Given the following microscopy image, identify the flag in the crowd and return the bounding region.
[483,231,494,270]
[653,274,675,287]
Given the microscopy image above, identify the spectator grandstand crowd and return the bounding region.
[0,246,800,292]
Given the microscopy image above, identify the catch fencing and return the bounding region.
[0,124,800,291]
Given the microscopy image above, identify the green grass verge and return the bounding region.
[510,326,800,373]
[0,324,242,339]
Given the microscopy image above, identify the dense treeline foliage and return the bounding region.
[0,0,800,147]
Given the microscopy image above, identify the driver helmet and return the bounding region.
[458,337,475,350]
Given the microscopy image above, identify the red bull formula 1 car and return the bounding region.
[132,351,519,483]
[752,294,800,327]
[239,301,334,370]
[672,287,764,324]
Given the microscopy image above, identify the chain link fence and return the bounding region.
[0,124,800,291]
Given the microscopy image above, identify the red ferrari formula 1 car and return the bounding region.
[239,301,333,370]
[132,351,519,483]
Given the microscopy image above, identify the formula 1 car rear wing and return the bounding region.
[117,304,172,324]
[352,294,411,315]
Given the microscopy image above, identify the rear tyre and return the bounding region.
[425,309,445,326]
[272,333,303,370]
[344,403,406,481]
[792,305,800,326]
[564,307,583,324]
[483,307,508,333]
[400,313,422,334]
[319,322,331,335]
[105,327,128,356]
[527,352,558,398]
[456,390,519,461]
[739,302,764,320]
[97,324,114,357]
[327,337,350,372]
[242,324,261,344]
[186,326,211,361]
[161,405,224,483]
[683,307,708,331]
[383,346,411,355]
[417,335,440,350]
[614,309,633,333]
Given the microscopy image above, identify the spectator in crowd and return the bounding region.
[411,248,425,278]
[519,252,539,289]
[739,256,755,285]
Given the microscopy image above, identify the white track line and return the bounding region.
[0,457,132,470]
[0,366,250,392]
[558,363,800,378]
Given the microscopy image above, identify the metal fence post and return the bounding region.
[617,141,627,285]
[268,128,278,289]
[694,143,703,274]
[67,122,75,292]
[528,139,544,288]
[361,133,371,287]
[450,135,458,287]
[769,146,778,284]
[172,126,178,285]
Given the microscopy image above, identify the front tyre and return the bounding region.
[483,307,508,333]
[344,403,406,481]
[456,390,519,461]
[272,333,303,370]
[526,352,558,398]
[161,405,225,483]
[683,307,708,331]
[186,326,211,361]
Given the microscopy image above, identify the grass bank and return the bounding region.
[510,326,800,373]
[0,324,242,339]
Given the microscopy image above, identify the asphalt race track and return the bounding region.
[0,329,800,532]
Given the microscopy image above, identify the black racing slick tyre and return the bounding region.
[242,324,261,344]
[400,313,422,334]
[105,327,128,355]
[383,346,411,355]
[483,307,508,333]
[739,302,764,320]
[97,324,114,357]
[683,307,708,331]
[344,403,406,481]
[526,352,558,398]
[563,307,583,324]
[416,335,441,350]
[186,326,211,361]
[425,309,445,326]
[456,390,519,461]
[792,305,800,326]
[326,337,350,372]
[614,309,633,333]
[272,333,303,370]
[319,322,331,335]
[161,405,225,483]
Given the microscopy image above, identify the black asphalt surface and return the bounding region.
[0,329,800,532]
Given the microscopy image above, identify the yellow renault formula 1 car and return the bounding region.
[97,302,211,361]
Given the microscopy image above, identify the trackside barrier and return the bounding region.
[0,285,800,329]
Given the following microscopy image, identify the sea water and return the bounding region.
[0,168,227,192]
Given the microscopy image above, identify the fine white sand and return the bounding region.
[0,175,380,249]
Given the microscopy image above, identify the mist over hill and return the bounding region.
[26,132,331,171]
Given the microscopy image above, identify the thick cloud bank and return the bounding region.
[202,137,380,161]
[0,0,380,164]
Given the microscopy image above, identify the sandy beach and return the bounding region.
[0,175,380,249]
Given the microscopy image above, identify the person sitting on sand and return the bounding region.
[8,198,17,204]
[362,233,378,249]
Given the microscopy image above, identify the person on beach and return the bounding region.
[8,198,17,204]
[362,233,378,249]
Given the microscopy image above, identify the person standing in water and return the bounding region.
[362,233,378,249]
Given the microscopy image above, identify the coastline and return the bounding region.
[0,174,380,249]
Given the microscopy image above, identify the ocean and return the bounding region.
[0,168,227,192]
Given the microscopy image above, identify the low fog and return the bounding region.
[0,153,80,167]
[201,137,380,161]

• What to work on: Report every line in the material above that contains the word "tyre", copying each line in full.

• Solution for this exercise:
Given the microscopy image above, identify the rear tyre and return the bounding region.
Given the microscopy image above, identify the front tyre and return the bounding region.
Given the microscopy image above, identify the black racing slick tyre and return the bounding region.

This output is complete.